Re: I am trying to run a large job and it is consistently failing with timeout - nothing happens for 600 sec

Raj Vishwanthan Wed, 18 Jan 2012 19:29:14 -0800

You can try the following
- make it into a map only job (for debug  purposes)
- start your shuffle phase after all the maps are complete( there is a 
parameter for this)
-characterize your disks for performance


Raj 


Sent from Samsung Mobile

Steve Lewis <lordjoe2...@gmail.com> wrote:

In my hands the problem occurs in all map jobs - an associate with a different 
cluster - mine has 8 nodes - his 40 reports 80% of map tasks fail with a few 
succeeding - 
I suspect some kind of an I/O waiot but fail to see how it gets to 600sec

On Wed, Jan 18, 2012 at 4:50 PM, Raj V <rajv...@yahoo.com> wrote:
Steve

Does the timeout happen for all the map jobs? Are you using some kind of shared 
storage for map outputs? Any problems with the physical disks? If the shuffle 
phase has started could the disks be I/O waiting between the read and write?

» **DATA**
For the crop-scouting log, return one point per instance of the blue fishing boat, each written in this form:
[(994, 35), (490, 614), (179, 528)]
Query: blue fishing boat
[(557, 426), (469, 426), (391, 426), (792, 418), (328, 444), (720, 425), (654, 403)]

» **GIVEN INSTRUCTION**
Answer these questions from the forum thread about the 600-second timeout:
(a) How many nodes are in the cluster that Steve Lewis calls "mine"?
(b) What percentage of map tasks does the associate report as failing?
(c) For what purpose does Raj suggest turning it into a map-only job?
The material placed after the forum thread comes from an unrelated source.

» **REPLY TO THE TASK**
(a) 8
(b) 80%
(c) For debug purposes